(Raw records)
• • •

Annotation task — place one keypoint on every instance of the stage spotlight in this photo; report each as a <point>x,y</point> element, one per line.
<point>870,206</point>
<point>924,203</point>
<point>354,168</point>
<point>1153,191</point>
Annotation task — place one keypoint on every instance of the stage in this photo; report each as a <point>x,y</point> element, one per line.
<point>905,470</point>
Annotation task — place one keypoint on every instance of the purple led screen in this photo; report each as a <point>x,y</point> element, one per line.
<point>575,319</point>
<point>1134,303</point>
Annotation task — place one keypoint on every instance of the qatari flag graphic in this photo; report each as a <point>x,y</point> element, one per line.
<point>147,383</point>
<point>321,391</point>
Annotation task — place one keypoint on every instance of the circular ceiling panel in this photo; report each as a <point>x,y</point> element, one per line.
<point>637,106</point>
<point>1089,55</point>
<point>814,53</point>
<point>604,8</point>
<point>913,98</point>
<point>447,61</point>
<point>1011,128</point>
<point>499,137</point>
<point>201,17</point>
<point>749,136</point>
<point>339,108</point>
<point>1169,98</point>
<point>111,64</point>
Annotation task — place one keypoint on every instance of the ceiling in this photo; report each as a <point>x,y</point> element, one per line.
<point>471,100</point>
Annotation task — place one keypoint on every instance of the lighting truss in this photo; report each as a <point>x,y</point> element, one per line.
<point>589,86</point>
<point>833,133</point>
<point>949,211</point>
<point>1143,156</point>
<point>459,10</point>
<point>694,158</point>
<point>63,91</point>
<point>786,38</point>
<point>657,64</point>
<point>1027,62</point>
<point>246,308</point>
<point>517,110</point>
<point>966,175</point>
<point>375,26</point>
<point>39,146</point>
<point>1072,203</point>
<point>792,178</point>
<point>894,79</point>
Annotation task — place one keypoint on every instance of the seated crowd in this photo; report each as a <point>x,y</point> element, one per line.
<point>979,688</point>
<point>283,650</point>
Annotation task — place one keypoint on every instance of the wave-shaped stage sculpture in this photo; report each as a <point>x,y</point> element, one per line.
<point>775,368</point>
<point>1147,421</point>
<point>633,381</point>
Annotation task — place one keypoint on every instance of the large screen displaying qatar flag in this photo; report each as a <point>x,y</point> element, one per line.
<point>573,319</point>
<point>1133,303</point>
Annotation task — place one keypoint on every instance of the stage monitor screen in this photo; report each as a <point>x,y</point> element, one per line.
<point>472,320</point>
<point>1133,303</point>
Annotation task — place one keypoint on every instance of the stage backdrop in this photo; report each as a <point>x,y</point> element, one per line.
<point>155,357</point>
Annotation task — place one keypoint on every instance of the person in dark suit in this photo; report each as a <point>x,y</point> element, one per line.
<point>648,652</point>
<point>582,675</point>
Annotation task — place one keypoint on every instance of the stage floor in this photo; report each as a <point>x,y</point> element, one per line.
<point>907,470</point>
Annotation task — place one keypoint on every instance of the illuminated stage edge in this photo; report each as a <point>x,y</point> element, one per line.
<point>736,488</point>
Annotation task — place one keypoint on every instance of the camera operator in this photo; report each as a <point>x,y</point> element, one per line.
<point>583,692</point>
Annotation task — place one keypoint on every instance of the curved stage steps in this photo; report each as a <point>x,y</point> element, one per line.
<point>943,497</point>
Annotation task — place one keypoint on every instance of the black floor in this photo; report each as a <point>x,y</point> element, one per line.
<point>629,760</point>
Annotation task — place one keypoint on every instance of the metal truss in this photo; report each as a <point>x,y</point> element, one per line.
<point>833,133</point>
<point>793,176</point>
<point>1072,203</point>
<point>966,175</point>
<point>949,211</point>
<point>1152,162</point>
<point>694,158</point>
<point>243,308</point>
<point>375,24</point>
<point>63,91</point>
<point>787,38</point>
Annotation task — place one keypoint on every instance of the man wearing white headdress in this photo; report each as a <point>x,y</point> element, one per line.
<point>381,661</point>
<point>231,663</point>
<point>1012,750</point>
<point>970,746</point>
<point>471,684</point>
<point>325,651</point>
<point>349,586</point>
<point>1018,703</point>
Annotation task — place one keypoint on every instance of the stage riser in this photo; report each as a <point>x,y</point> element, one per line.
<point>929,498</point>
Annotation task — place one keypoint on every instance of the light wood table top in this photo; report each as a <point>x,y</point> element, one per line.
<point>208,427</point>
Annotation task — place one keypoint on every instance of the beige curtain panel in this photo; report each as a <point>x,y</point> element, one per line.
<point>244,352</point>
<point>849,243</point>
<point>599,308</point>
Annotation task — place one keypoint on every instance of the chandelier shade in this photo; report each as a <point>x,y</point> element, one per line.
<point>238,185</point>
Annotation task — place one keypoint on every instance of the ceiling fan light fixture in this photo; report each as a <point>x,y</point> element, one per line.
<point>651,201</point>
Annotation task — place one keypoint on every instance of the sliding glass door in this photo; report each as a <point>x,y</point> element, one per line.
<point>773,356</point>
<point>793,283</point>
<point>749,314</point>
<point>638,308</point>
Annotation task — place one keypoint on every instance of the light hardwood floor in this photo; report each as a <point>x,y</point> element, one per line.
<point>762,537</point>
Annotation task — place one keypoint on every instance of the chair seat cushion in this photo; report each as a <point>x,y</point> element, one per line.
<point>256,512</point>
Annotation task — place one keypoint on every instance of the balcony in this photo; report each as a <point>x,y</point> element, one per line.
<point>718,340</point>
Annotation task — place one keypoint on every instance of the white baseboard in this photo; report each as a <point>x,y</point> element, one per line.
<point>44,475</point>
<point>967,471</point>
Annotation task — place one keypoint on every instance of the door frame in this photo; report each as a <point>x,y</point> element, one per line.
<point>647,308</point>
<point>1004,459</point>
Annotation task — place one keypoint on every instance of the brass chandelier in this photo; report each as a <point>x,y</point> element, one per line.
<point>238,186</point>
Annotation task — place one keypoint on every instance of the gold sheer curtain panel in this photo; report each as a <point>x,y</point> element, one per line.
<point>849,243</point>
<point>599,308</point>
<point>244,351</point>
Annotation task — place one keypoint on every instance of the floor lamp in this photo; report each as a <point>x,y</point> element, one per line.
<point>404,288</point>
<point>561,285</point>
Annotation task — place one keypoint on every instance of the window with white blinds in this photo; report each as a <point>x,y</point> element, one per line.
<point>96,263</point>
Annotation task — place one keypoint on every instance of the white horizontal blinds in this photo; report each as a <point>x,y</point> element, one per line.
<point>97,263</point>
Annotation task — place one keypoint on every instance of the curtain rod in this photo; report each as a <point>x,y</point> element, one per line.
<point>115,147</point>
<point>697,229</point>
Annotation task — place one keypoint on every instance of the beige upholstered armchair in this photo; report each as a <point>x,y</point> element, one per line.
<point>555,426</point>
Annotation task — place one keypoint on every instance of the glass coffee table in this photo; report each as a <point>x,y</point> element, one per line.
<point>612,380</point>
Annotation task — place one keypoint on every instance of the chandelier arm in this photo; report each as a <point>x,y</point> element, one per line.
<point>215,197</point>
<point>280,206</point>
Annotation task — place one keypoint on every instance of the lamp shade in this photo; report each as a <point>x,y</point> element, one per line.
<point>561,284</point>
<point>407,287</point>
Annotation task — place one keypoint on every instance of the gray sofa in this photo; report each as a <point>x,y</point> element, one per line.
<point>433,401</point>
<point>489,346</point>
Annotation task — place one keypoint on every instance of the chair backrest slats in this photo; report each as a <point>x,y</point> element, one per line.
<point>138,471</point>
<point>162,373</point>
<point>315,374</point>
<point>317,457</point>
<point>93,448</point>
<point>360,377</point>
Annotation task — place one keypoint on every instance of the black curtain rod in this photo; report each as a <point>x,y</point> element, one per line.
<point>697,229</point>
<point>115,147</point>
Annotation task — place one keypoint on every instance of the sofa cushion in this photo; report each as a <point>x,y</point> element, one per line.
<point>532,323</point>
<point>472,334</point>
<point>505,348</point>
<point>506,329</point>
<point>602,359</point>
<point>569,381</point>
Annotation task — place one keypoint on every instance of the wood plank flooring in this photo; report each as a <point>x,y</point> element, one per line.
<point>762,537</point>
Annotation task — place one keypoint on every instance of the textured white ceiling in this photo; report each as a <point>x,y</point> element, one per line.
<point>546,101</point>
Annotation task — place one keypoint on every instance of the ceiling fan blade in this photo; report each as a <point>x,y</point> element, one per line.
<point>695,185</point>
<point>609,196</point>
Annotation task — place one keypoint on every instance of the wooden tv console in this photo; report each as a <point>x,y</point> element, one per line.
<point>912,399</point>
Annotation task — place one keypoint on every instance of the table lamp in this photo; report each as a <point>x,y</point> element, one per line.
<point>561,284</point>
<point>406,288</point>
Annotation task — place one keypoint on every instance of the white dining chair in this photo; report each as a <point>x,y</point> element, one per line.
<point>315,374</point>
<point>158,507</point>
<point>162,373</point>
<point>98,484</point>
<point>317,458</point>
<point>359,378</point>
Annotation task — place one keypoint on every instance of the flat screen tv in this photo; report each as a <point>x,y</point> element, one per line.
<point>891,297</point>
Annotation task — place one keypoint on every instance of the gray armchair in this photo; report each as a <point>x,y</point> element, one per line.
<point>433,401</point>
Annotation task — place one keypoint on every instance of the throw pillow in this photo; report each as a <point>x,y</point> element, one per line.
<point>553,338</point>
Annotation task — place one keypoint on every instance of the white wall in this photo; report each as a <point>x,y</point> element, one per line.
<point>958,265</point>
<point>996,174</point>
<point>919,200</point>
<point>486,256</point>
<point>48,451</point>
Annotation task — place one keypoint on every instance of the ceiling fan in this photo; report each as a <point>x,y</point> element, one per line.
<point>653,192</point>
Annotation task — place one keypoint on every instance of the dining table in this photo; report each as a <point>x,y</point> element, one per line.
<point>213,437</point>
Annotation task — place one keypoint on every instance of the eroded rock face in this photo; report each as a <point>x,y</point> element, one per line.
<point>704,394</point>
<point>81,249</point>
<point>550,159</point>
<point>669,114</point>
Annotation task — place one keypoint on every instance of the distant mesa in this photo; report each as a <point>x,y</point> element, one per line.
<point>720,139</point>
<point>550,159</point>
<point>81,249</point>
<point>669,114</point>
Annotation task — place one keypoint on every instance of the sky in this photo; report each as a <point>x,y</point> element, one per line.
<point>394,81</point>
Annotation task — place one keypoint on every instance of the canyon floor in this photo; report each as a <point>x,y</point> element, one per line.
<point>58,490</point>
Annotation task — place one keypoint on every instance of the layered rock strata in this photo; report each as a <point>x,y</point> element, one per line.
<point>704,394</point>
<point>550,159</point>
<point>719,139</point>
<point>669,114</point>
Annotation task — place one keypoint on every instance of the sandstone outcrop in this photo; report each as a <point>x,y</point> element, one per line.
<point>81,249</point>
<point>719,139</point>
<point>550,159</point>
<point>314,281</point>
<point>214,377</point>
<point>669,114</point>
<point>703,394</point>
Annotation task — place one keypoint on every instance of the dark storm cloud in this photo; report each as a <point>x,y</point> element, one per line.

• • •

*Task brief:*
Reproduce only the lines running from the one with "of the distant" through the final line of the listing above, both ends included.

*Output below:*
Annotation task — place one keypoint on every instance of the distant mesa in this photo; report each as a <point>x,y</point> element, one per line.
<point>720,139</point>
<point>550,159</point>
<point>81,249</point>
<point>669,114</point>
Annotation task — place one keypoint on every instance of the sky in this photo; report each as a <point>x,y</point> element, one per line.
<point>394,81</point>
Annotation task — place one keypoint on every instance of the canyon floor in this photo; report each as a <point>x,y</point> element, one per line.
<point>58,490</point>
Annotation task — place one keypoint on every instance of the layered rock strata in this photo; report each as a <point>x,y</point> element, one per line.
<point>704,394</point>
<point>550,159</point>
<point>719,139</point>
<point>669,114</point>
Annotation task — place one keypoint on every instance of the sandstone outcrop in this photo; report each as a <point>x,y</point> element, one per line.
<point>81,249</point>
<point>719,139</point>
<point>550,159</point>
<point>314,281</point>
<point>214,377</point>
<point>669,114</point>
<point>703,394</point>
Annotation task — place one keypoint on every instance of the dark storm cloud in this photo; report each as a <point>x,y</point> element, one per line.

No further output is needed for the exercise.